* **SOURCE PASSAGE**:
•••••

Laila Rao, an otherwise common Indian name, is not shared by any legitimate person of prominence. Alongside, as our earlier fact-check suggested, none of the photos on Khanna's profile talk about any kind of monetary investment. Some people have lodged complaints against the scheme on an online ‘Consumer Complaints Court’. Most complainants alleged that they had transferred money using details provided on their Telegram channel and had then not heard back from the account or seen any proof of investment.
The payments were asked to be made to one of three accounts almost every time; with one being a Canara bank account from Vasant Vihar, Delhi, an HDFC account from Karimganj, Assam and an Axis bank account from Patancheru, Telangana. Decode reached out to the banks that were tied to these accounts. However, despite promises of follow-up, we did not receive any comment Canara bank or Axis bank.
According to HDFC’s Ravindran Subramanian, an account linked to the Laila Rao scam was already on the bank’s radar. In fact, on August 9, 2023, HDFC put a debit block on the account (in the name of ‘Surjya Sharma Choudhury’) after investigating the issues.
Telegram has been the primary medium of communication for this scam. Telegram told Decode, “Since its creation, Telegram has actively moderated its platform to remove content that breaches our terms of service including potential scams. Moderators proactively monitor public parts of the platform and accept user reports in order to remove such content.” But, once again, despite follow-up with evidence, the accounts still seem to be running without any moderation by Telegram.
Tech awareness not uniform across India
As per Delhi Police data, 25,000 cyber fraud cases were filed till August this year which indicates at least a 212% jump from last year’s 8,000 cases from the same period. In fact, according to RBI, India saw 229 banking frauds per day in the financial year 2020-21, of which less than 1 per cent amount has been recovered. Nitish Mishra, a cybersecurity and data privacy expert, agrees, “Post covid, the digital journeys of companies have accelerated. India is focused on transitioning to a digital finance economy, especially with increased integration of UPI.” With that, there has been a behavioural trend change, with people now predominantly working from home. This has led to the adoption of e-commerce.

•••••

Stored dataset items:
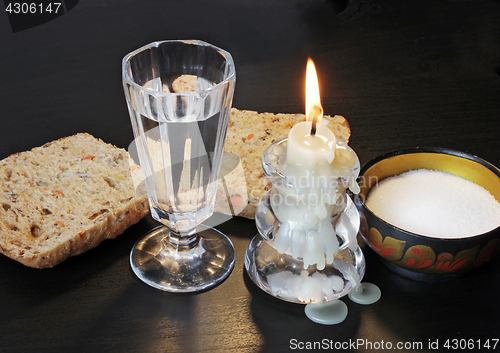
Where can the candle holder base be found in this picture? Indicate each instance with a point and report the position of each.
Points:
(285, 278)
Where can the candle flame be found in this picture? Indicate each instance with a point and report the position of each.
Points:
(314, 110)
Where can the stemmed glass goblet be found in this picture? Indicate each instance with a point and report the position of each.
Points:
(179, 96)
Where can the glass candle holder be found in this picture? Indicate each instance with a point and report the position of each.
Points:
(306, 250)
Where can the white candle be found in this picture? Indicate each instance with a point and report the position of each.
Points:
(310, 151)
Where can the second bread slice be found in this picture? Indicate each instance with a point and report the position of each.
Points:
(65, 198)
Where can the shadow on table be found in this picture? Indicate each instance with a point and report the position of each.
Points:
(465, 307)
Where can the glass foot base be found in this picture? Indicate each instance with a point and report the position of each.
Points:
(284, 277)
(163, 266)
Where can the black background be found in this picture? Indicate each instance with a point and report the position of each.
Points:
(403, 73)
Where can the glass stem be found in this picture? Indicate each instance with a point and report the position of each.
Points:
(184, 241)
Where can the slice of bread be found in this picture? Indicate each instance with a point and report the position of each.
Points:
(64, 198)
(250, 133)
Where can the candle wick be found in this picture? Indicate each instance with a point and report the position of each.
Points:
(313, 127)
(316, 113)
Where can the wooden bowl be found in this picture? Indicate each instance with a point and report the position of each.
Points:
(417, 256)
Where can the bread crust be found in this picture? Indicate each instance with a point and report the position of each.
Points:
(64, 198)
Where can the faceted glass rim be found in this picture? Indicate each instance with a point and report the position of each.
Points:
(230, 75)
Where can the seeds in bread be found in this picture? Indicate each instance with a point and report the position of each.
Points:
(64, 198)
(250, 133)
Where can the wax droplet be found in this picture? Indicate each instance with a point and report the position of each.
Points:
(282, 241)
(366, 293)
(327, 313)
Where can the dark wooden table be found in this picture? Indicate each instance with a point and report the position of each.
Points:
(404, 74)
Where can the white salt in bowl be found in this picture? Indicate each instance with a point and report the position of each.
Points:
(420, 256)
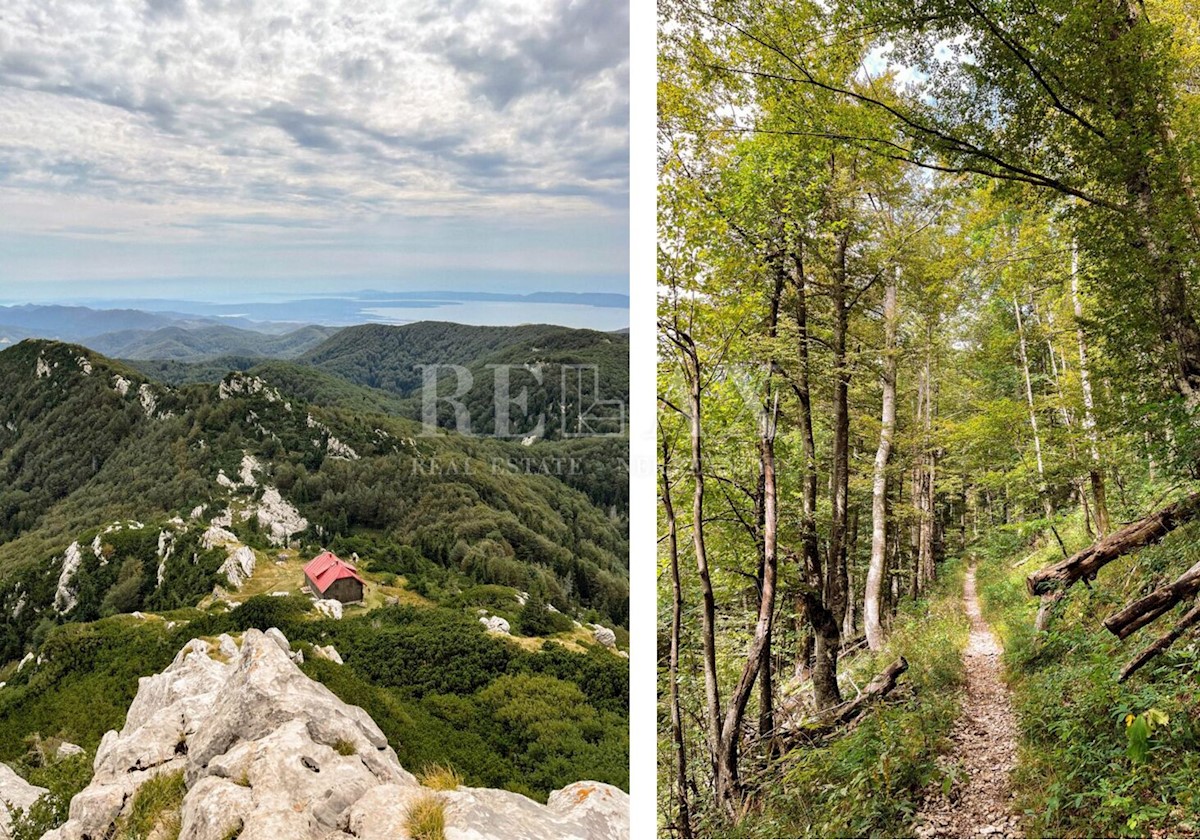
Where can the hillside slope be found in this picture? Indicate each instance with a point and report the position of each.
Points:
(198, 343)
(576, 381)
(85, 442)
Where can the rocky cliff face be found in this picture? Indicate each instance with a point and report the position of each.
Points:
(267, 753)
(17, 793)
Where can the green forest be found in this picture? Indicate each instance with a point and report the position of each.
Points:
(928, 441)
(131, 475)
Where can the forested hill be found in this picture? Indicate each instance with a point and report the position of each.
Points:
(929, 445)
(489, 647)
(576, 379)
(85, 442)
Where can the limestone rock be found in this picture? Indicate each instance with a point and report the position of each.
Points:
(217, 535)
(327, 652)
(271, 754)
(329, 607)
(65, 597)
(279, 517)
(239, 567)
(605, 636)
(16, 792)
(277, 636)
(496, 624)
(250, 465)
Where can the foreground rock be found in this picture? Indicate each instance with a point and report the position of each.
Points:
(16, 793)
(269, 753)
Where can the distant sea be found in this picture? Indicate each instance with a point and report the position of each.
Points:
(504, 313)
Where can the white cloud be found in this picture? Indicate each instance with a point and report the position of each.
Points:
(187, 119)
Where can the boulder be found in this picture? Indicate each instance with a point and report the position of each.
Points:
(277, 636)
(605, 636)
(217, 535)
(496, 624)
(17, 793)
(239, 567)
(279, 517)
(268, 753)
(327, 652)
(329, 607)
(66, 750)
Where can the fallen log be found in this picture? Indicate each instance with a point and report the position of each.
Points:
(825, 723)
(1146, 609)
(1167, 640)
(1085, 564)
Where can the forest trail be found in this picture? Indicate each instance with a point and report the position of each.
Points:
(984, 749)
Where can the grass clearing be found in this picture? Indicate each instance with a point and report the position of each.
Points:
(426, 819)
(155, 809)
(441, 778)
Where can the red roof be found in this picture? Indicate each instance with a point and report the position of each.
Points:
(327, 567)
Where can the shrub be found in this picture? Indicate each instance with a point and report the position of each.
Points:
(426, 819)
(441, 778)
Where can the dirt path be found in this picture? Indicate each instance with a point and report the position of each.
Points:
(984, 751)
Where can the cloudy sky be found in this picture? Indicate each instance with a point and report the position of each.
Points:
(215, 148)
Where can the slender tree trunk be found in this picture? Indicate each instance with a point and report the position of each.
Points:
(1043, 492)
(826, 637)
(1097, 472)
(729, 784)
(835, 585)
(681, 780)
(876, 570)
(708, 603)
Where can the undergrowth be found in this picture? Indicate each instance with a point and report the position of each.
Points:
(1078, 774)
(870, 781)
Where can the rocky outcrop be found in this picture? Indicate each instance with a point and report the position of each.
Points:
(279, 517)
(268, 753)
(604, 635)
(329, 607)
(496, 624)
(16, 793)
(65, 598)
(327, 652)
(66, 750)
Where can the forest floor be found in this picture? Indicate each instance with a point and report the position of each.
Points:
(978, 803)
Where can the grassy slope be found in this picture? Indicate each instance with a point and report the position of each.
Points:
(1074, 777)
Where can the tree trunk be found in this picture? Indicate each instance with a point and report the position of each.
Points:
(1189, 619)
(681, 780)
(708, 603)
(876, 570)
(1097, 472)
(1043, 493)
(1146, 609)
(834, 593)
(729, 784)
(1085, 564)
(847, 712)
(825, 629)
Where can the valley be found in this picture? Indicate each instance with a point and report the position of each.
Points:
(144, 511)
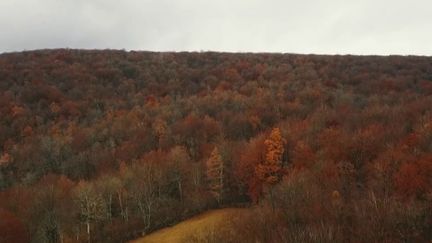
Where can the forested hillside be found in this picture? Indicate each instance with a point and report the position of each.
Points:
(104, 146)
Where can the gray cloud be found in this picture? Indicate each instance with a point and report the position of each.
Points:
(307, 26)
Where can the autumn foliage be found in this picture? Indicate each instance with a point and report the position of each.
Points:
(104, 146)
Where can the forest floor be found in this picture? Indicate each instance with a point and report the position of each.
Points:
(195, 228)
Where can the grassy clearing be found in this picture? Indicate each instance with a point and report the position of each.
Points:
(195, 227)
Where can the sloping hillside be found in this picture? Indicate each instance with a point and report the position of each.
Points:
(196, 228)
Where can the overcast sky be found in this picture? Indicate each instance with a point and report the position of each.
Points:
(303, 26)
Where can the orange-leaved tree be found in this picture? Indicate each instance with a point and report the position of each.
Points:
(215, 174)
(270, 170)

•••••

* **PROBLEM SET**:
1 > In the Laila Rao scam article, on what date did HDFC put a debit block on the account linked to the scam?
2 > Quote the stretch of the Laila Rao scam article from "Telegram has been" through "moderation by Telegram.".
3 > Please continue the Laila Rao scam article, picking up after its final sentence.
This listing comes from a different source than the Laila Rao scam article.

* **LIST OF ANSWERS**:
1 > August 9, 2023.

2 >
Telegram has been the primary medium of communication for this scam. Telegram told Decode, “Since its creation, Telegram has actively moderated its platform to remove content that breaches our terms of service including potential scams. Moderators proactively monitor public parts of the platform and accept user reports in order to remove such content.” But, once again, despite follow-up with evidence, the accounts still seem to be running without any moderation by Telegram.

3 >
“This is where scammers start to play at the human tendency to trust,” Mishra explained. Banks send awareness SMS and sectoral regulators regularly release awareness tips. However, according to Mishra, there’s a gap in language and educational levels between tier 1 and other tier cities. “As consumers, we have to be careful of the links we click upon and unlearn the practice of quick money.”
Especially with the adoption of AI, as was seen in the Laila Rao case, voice and face impersonations can be easily reproduced. So a greater push for awareness is necessary. “Law will never be able to control techno, laws will have to catch up. It’s a principle-based law, so organisations will have to look into precautions around Big Tech,” Mishra added. Plus, intra-sectoral follow-up is missing. If an incident of financial fraud happens via Facebook, a bank will not connect with the social media giant to get to the bottom of it. Thus, in the process of recovery, most of the lost money remains slipping through the cracks.
Sandeep Saini from the Cyber Security Department of South Delhi says task frauds have become rampant, with almost 5-6 complaints a day from a locality alone. "To recover lost money, we work with social media teams to trace accounts that see sudden surges in interactions." However, Saini stresses on the importance of making an informed decision when sending money to someone.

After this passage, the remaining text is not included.